Assigned task - In the lines below, find the one that contains "Shot-chart audit: point to every instance of the headlight" and write it out exactly, along with every line that follows it.

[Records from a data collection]
=== Begin Enclosure ===

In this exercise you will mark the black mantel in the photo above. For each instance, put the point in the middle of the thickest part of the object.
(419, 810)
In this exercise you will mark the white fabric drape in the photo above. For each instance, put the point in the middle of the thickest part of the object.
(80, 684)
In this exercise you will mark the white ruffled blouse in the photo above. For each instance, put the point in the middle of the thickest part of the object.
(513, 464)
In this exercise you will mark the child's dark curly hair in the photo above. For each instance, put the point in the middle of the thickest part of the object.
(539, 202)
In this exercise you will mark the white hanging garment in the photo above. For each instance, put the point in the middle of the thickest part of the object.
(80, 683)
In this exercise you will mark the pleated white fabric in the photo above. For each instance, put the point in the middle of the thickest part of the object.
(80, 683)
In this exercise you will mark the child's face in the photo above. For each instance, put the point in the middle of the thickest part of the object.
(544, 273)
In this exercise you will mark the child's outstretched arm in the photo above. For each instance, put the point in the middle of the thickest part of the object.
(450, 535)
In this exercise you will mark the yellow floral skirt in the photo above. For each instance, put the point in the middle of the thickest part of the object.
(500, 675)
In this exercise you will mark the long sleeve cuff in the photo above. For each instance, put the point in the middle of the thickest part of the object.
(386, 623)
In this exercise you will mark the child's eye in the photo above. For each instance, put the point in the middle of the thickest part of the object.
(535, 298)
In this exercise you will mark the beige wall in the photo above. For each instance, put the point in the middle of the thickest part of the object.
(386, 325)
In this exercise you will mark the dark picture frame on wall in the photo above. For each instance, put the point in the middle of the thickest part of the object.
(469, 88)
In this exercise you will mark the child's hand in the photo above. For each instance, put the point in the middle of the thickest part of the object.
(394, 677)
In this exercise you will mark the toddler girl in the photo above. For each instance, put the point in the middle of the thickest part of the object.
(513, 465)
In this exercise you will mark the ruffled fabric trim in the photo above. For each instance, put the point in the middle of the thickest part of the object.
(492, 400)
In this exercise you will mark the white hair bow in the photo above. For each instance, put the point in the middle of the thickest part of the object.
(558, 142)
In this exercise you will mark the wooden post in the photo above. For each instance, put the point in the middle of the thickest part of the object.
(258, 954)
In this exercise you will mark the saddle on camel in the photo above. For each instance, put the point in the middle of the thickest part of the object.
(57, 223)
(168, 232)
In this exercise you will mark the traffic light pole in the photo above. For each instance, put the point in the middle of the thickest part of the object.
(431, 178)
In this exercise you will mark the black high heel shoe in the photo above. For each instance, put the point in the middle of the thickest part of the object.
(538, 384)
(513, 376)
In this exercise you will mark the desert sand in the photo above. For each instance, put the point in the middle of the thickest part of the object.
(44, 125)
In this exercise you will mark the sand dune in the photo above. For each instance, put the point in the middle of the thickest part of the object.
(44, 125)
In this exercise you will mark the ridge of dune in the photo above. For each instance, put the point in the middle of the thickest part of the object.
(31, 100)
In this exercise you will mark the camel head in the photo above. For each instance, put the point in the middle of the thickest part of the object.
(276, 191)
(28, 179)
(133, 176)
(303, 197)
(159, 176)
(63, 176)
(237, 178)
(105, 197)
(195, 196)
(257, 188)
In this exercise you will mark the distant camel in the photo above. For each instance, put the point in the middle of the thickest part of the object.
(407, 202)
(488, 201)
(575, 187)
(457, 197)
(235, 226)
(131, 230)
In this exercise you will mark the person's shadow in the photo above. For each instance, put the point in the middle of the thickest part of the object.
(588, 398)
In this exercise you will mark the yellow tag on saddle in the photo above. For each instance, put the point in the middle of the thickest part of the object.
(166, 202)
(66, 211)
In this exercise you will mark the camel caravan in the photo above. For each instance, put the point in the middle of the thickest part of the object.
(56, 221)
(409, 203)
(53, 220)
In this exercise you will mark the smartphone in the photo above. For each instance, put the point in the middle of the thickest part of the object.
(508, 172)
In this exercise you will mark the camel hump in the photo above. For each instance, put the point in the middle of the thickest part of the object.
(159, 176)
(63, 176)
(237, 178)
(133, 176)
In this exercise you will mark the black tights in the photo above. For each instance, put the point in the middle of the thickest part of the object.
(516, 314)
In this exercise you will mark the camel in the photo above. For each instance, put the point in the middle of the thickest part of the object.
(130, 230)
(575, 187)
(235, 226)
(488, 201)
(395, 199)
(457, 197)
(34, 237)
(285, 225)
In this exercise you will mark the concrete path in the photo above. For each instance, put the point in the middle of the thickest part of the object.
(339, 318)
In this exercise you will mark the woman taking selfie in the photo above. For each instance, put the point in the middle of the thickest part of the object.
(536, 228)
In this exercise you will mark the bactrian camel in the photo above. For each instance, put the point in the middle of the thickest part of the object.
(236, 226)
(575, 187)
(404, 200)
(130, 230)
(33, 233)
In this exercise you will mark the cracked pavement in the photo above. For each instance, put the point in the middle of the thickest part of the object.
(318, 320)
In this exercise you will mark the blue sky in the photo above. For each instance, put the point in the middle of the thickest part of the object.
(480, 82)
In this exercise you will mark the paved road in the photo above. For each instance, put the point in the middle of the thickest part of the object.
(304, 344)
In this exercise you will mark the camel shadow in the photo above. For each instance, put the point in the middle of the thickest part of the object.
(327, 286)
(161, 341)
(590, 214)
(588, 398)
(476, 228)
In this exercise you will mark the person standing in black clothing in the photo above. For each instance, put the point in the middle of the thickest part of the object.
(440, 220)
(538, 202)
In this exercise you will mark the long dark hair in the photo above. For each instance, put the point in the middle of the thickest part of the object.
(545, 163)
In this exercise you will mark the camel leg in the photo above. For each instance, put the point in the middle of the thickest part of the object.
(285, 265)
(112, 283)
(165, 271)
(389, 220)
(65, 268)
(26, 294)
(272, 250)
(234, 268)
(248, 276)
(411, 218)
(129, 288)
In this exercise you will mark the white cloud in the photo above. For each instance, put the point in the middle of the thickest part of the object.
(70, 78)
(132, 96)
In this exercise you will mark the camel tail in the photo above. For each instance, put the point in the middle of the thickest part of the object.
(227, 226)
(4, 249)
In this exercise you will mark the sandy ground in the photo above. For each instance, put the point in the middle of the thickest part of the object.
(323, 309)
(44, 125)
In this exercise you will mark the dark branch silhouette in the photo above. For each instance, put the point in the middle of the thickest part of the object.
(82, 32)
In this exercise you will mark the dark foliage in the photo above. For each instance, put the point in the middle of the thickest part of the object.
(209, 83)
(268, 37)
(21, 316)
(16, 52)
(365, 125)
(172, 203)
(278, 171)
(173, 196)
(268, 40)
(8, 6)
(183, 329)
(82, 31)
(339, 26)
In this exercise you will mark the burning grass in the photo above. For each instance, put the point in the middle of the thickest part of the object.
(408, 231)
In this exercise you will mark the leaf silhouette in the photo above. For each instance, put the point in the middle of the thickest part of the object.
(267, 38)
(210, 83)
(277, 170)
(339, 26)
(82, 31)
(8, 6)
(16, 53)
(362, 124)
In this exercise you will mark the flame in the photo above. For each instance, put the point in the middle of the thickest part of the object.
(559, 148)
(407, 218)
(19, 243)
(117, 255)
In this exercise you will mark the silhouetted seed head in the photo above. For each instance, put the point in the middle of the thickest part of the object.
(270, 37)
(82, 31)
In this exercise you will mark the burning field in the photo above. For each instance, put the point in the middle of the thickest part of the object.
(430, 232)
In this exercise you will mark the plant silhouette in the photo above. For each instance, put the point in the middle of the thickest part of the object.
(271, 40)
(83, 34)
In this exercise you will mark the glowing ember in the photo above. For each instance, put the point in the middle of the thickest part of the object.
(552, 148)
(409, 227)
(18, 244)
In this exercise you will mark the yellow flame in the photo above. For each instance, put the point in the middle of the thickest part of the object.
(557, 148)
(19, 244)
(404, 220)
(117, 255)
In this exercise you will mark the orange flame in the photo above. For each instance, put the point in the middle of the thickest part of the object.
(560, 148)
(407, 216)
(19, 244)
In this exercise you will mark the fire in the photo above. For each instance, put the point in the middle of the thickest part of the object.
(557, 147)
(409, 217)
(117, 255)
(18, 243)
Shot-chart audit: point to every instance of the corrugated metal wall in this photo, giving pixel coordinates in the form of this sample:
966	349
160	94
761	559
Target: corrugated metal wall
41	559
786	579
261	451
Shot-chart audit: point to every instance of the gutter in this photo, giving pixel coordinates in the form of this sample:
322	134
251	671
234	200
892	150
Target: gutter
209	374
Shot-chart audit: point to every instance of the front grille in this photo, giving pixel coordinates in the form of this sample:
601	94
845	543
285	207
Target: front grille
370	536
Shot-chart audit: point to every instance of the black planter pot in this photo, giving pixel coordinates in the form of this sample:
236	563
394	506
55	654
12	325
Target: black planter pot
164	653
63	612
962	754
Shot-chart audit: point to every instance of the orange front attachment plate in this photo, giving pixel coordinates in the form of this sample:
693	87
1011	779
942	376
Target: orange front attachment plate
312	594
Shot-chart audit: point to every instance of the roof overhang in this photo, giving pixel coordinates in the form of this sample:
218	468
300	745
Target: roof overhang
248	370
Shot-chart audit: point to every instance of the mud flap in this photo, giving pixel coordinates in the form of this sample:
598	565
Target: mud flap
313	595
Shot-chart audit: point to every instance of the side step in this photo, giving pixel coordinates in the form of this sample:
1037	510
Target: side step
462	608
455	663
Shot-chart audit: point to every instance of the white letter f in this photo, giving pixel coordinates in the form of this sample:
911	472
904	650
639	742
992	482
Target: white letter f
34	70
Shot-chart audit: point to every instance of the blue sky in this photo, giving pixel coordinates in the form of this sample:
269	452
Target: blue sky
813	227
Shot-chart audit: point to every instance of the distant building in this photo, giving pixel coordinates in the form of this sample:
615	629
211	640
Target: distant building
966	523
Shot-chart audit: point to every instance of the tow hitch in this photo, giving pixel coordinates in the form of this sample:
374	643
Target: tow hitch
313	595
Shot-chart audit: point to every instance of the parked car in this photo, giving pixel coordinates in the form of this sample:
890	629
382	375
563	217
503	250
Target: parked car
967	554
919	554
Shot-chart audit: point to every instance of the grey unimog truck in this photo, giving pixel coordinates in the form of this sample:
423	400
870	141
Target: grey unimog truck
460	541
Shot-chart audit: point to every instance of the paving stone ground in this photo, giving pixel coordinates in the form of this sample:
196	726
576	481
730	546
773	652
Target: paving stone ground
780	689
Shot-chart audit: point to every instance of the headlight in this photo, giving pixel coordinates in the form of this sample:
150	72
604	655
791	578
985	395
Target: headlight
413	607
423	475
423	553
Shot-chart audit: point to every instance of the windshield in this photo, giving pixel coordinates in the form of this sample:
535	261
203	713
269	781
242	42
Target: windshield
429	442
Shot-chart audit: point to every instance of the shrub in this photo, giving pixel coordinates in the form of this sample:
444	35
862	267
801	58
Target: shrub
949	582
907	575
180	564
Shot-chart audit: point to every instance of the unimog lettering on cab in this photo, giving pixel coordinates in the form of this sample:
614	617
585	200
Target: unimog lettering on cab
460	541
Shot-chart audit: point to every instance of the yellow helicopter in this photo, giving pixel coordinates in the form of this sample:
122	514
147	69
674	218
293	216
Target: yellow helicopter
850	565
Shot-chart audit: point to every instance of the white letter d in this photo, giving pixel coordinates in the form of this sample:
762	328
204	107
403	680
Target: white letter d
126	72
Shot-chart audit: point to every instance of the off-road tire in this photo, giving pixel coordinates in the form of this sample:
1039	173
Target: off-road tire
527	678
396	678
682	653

=== End Enclosure ===

Answer for this exercise -
Shot-chart audit: point to every instance of the headlight in this photo, giving pixel coordinates in the form of this sample:
150	72
604	655
791	578
985	395
Target: headlight
413	607
423	475
423	553
Shot-chart audit: point to every instance of the windshield in this photo, giving pixel coordinates in the form of this sample:
535	261
203	713
269	781
242	42
Target: windshield
429	442
Shot-chart audit: point to every instance of the shrub in this photo, giving pixel coordinates in the form of this sample:
444	35
862	267
801	58
Target: shrub
949	582
907	575
180	564
Shot-chart audit: point to every instance of the unimog lettering on cab in this photo, giving pixel coordinates in the form of this sample:
614	617
585	200
Target: unimog lettering on cab
460	541
Shot-chart audit: point to every instance of the yellow helicopter in this photo, giving pixel coordinates in the form of this sample:
122	514
147	69
674	218
293	216
Target: yellow helicopter
850	565
Shot-chart audit: point to every instance of the white letter d in this photo, giving pixel coordinates in the form of this sample:
762	328
204	107
403	680
Target: white letter d
126	72
Shot-chart audit: point to every instance of the off-road tire in this photo, giving pixel coordinates in the form of this sample:
1039	173
Target: off-road tire
527	678
396	678
682	653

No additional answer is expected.